# ABOUT THIS TASK
All of the lines below should be copied word for word.

# Data excerpts

┌──

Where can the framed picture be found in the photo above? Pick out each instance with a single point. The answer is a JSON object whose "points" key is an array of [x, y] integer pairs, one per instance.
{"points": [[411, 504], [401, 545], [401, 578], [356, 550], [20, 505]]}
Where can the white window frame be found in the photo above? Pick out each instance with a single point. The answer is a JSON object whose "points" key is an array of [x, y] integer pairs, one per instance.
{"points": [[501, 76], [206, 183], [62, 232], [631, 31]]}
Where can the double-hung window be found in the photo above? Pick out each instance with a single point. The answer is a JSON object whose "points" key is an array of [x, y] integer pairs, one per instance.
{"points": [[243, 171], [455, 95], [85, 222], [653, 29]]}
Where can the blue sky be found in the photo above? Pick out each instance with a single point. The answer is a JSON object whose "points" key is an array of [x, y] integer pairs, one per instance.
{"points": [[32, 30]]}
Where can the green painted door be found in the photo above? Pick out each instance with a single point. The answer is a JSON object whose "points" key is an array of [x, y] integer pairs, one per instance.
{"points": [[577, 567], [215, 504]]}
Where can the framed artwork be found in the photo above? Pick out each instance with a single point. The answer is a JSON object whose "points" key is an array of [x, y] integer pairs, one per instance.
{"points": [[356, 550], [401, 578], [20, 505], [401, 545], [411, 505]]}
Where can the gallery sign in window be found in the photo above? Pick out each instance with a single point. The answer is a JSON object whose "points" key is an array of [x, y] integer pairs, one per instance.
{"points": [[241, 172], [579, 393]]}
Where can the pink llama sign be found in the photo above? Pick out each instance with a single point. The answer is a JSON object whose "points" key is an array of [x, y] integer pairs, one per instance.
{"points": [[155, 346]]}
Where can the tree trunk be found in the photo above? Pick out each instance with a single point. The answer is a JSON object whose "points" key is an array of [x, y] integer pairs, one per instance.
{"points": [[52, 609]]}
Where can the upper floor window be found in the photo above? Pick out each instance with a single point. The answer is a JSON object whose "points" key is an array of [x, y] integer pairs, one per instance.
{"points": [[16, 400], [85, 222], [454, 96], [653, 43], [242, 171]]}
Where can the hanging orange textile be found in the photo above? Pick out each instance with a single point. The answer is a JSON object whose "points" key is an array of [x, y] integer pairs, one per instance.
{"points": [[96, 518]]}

└──

# RESPONSE AREA
Where can the framed picture be found in the photo above? Pick out each instance with a single point. The answer is a JSON object whose "points" key is an array of [x, y] integer pairs, one per instance.
{"points": [[411, 504], [401, 545], [401, 578], [356, 550], [20, 505]]}
Where can the white window frame be found in the photo above? Pick out each instance with a single point. The answer is a JSON object whose "points" key is an array of [x, y] integer pairs, one per instance.
{"points": [[501, 76], [206, 183], [62, 232], [631, 31]]}
Where can the double-hung window be found in the photo above? Pick out each instance with a single point. The answer is a JSON object whose "points" key is an array of [x, y] integer pairs, one per instance.
{"points": [[243, 171], [455, 95], [85, 222], [653, 29]]}
Where can the blue sky be found in the photo above? Pick out each instance with a single point. The answer is a JSON object whose "points" key is an array of [x, y] integer pairs, one per instance.
{"points": [[32, 30]]}
Where can the green painted door be found in the photo above? Pick out each instance with a single point. The answer is a JSON object whose "points" key is an array of [x, y] integer pairs, one per instance.
{"points": [[577, 567], [215, 504]]}
Where can the framed artwork be found in the photo above? Pick out each instance with a single point. The answer is a JSON object whose "points" key is an array of [x, y] integer pairs, one per instance.
{"points": [[356, 550], [401, 578], [20, 505], [401, 545], [411, 505]]}
Where can the gallery sign in window be found in the photo above? Pick out each instance with a single point. The answer is a JSON object whose "points" key is an array of [x, y] integer pairs, one per instance.
{"points": [[241, 172], [579, 393]]}
Where can the pink llama sign be found in the photo above? Pick out each instance with a single point. The answer is a JSON object whose "points" key is an array of [x, y] integer pairs, one per instance.
{"points": [[155, 346]]}
Where can the tree trunk be found in the photo above? Pick out each instance with a single point. The answer is a JSON object whose "points" key is an array of [x, y] integer pairs, one per instance.
{"points": [[52, 609]]}
Where can the upper floor window be found in the photo above? Pick out each instance with a single point. The answer is a JSON object whose "points" key is an array of [x, y] integer pairs, one per instance.
{"points": [[16, 400], [85, 222], [454, 96], [653, 43], [242, 171]]}
Where can the hanging orange textile be found in the photo above? Pick out each instance with a single point. The answer is a JSON object whose "points" key is an array of [x, y] integer pairs, one per instance.
{"points": [[96, 518]]}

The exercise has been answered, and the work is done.